DO THIS - Rewrite the entries below with every "necktie" changed to "tie" and everything else unchanged, and leave the pictures out.
— START OF PROVIDED DATA —
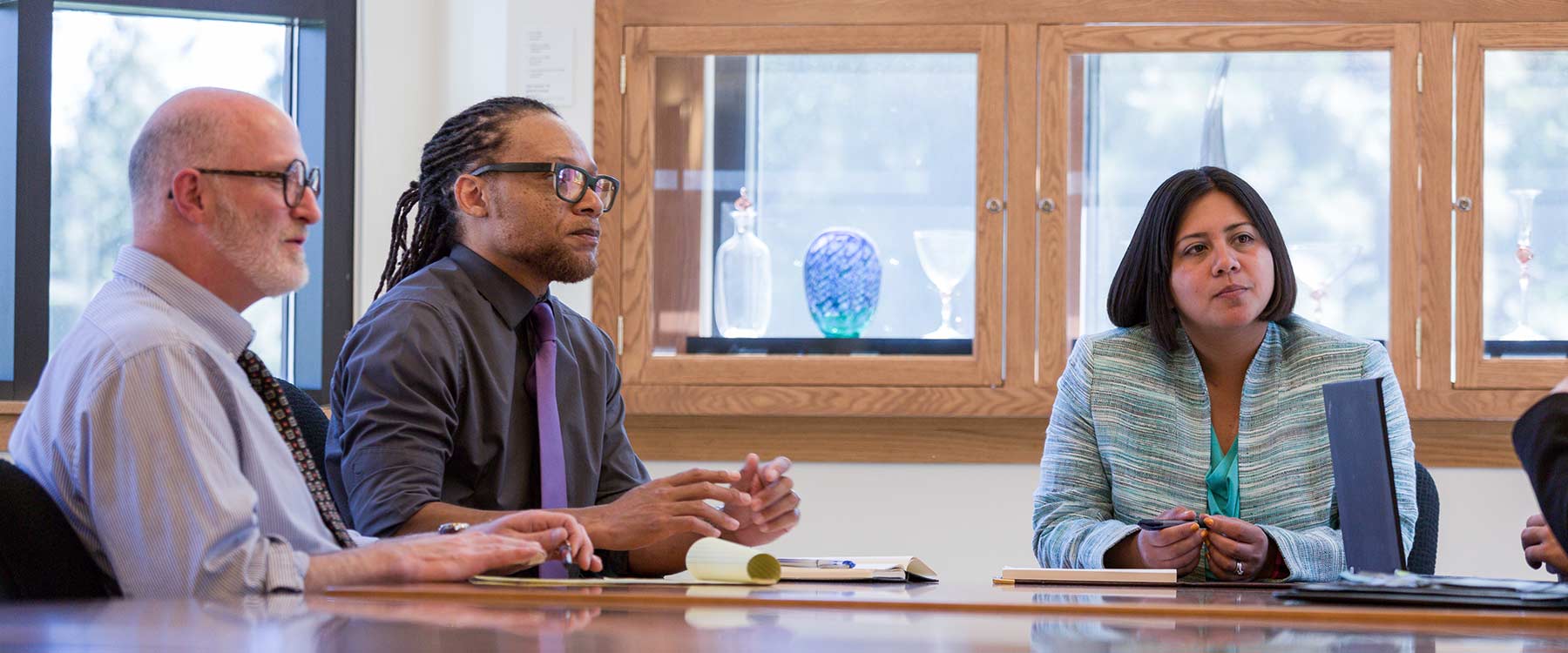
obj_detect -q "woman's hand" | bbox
[1105,506,1203,576]
[1519,515,1568,578]
[1203,515,1272,581]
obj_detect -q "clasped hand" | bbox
[578,454,800,551]
[1137,506,1268,581]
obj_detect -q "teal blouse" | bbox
[1033,316,1416,581]
[1204,426,1242,517]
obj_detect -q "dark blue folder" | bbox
[1323,374,1405,573]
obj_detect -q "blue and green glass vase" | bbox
[804,227,882,338]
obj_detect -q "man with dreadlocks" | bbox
[11,88,599,598]
[326,98,800,576]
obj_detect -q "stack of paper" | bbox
[994,567,1176,586]
[469,537,780,587]
[780,555,937,582]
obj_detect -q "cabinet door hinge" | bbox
[1416,51,1427,92]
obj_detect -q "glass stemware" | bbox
[914,229,976,338]
[1290,243,1366,323]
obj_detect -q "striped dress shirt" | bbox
[11,247,361,598]
[1033,316,1416,581]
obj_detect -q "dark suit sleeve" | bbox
[326,300,463,537]
[1513,393,1568,542]
[594,332,649,576]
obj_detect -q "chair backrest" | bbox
[0,461,119,600]
[1405,462,1443,573]
[278,379,328,470]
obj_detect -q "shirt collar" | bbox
[450,245,551,329]
[114,246,255,357]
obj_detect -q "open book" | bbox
[469,537,780,587]
[780,555,937,582]
[994,567,1176,586]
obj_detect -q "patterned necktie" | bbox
[527,300,566,578]
[240,349,355,548]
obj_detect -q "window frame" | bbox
[1452,24,1568,390]
[618,25,1010,397]
[1038,24,1421,391]
[0,0,357,402]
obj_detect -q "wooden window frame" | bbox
[1452,24,1568,390]
[592,0,1568,467]
[1038,24,1421,394]
[612,25,1039,415]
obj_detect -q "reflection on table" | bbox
[0,595,1568,653]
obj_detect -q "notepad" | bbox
[781,555,937,582]
[994,567,1176,586]
[469,537,780,587]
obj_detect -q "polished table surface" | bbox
[328,581,1568,637]
[0,595,1568,653]
[9,581,1568,653]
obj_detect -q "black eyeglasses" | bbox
[169,158,321,208]
[469,163,621,213]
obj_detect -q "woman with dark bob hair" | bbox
[1035,167,1416,581]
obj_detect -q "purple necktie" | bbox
[527,300,568,578]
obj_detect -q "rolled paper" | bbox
[686,537,781,586]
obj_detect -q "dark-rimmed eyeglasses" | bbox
[469,163,621,213]
[169,158,321,208]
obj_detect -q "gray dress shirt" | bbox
[11,247,359,598]
[326,245,647,573]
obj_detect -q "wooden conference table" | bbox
[9,581,1568,653]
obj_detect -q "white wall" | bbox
[356,0,1546,579]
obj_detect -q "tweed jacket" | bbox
[1033,315,1416,581]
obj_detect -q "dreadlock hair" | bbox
[375,98,560,298]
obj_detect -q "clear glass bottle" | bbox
[713,188,773,338]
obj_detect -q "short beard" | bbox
[517,241,599,284]
[212,193,310,298]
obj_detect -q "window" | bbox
[1482,50,1568,350]
[49,11,294,366]
[1449,24,1568,389]
[1072,51,1391,340]
[654,53,978,355]
[0,0,355,400]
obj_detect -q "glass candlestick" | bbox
[1502,188,1546,340]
— END OF PROVIDED DATA —
ANSWER TO THIS TASK -
obj_detect -q "woman's hand" | bbox
[1105,506,1203,576]
[1519,515,1568,578]
[1203,515,1272,581]
obj_detect -q "clasped hand" | bbox
[578,454,800,551]
[1137,506,1268,581]
obj_detect -q "teal blouse" | bbox
[1033,316,1416,581]
[1204,426,1242,517]
obj_detect -q "dark blue folder" | bbox
[1323,374,1405,573]
obj_detect -q "blue and green glass vase" | bbox
[804,227,882,338]
obj_detect -q "man with dreadlocks" | bbox
[11,88,599,598]
[326,98,800,576]
obj_detect -q "stack of paper" | bbox
[994,567,1176,586]
[469,537,780,587]
[780,555,937,582]
obj_detect -q "cabinet door hinge" | bbox
[1416,51,1427,92]
obj_detect -q "glass stemware" | bbox
[914,229,976,338]
[1290,243,1366,323]
obj_detect -q "striped dress shirt" | bbox
[11,247,361,598]
[1033,316,1416,581]
obj_detect -q "dark suit sleeve" | bbox
[326,300,463,537]
[1513,393,1568,542]
[594,332,649,576]
obj_detect -q "chair backrest" | bbox
[0,461,119,600]
[1405,462,1443,573]
[278,379,328,470]
obj_detect -q "shirt collar" | bbox
[450,245,551,329]
[114,246,255,357]
obj_detect -q "open book" | bbox
[469,537,780,587]
[780,555,937,582]
[994,567,1176,586]
obj_detect -q "patterned tie" | bbox
[527,300,566,578]
[240,349,355,548]
obj_detect -q "window frame" | bbox
[1452,24,1568,390]
[618,25,1010,397]
[1038,24,1421,391]
[0,0,357,402]
obj_detect -q "wooden window frame" | bbox
[1452,24,1568,390]
[592,0,1568,467]
[1038,24,1421,394]
[612,25,1039,415]
obj_detect -q "reflection on table" | bbox
[0,595,1568,653]
obj_detect -q "notepad" | bbox
[781,555,937,582]
[994,567,1176,586]
[469,537,780,587]
obj_detect -q "polished table surface" | bbox
[328,581,1568,637]
[0,595,1568,653]
[9,581,1568,653]
obj_detect -q "black eyeglasses" | bbox
[169,158,321,208]
[469,163,621,213]
obj_detect -q "woman with dark bob hair" | bbox
[1035,167,1416,581]
obj_detect -q "purple tie" | bbox
[527,300,568,578]
obj_detect -q "rolled paper" | bbox
[686,537,781,586]
obj_detect -q "dark-rimmed eyeglasses" | bbox
[469,163,621,213]
[169,158,321,208]
obj_detect -q "gray dress shirt" | bbox
[11,247,359,598]
[326,245,647,573]
obj_detect -q "wooden conference table" | bbox
[9,581,1568,653]
obj_detect -q "white wall" | bbox
[356,0,1546,579]
obj_detect -q "tweed jacket" | bbox
[1033,315,1416,581]
obj_detect -q "dreadlock hair" | bbox
[375,98,560,298]
obj_detect -q "clear glass bottle" | bbox
[713,188,773,338]
obj_detect -q "short beard" | bbox
[517,241,599,284]
[212,193,310,298]
obj_detect -q "window" | bbox
[1482,50,1568,350]
[49,11,294,366]
[1449,24,1568,389]
[1072,51,1391,340]
[654,53,978,355]
[0,0,355,400]
obj_detect -q "glass candlestick" | bbox
[1502,188,1546,340]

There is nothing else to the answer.